_WHAT YOU ARE ASKED TO DO:_ Render all of the data below as a numbered list, omitting any blank lines.

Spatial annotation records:
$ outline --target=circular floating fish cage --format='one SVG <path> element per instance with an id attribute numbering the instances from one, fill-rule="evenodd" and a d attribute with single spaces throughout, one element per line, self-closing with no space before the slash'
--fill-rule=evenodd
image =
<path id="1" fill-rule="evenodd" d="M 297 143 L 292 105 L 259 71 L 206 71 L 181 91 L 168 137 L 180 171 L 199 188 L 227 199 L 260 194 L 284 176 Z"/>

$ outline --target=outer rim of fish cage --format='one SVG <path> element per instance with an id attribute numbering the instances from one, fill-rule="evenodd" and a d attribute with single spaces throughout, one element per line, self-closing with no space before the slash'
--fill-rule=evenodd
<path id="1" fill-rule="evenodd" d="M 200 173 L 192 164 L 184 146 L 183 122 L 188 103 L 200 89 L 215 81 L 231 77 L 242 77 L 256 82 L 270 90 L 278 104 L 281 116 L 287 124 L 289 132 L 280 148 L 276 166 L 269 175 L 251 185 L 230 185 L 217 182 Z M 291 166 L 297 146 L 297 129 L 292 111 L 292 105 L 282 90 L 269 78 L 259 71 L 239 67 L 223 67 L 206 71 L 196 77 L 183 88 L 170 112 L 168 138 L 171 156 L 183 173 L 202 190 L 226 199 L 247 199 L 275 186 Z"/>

_FINAL ANSWER:_
1. $ outline --target=circular floating fish cage --format='one SVG <path> element per instance with an id attribute numbering the instances from one, fill-rule="evenodd" and a d attribute with single spaces throughout, one element per line, self-closing with no space before the slash'
2. --fill-rule=evenodd
3. image =
4. <path id="1" fill-rule="evenodd" d="M 297 143 L 292 105 L 259 71 L 206 71 L 181 91 L 168 137 L 180 171 L 199 188 L 227 199 L 260 194 L 284 176 Z"/>
5. $ outline --target=outer rim of fish cage --format='one SVG <path> element per instance with an id attribute numbering the instances from one, fill-rule="evenodd" and a d attribute with single spaces throughout, one element per line, self-closing with no space before the slash'
6. --fill-rule=evenodd
7. <path id="1" fill-rule="evenodd" d="M 200 173 L 192 164 L 184 146 L 183 122 L 188 103 L 200 89 L 215 81 L 231 77 L 242 77 L 256 82 L 270 90 L 278 104 L 281 116 L 287 124 L 289 132 L 280 148 L 276 166 L 269 175 L 251 185 L 230 185 L 217 182 Z M 291 166 L 297 146 L 297 129 L 292 111 L 292 105 L 282 90 L 269 78 L 259 71 L 239 67 L 223 67 L 206 71 L 196 77 L 183 88 L 170 112 L 168 138 L 171 156 L 183 173 L 202 190 L 226 199 L 247 199 L 275 186 Z"/>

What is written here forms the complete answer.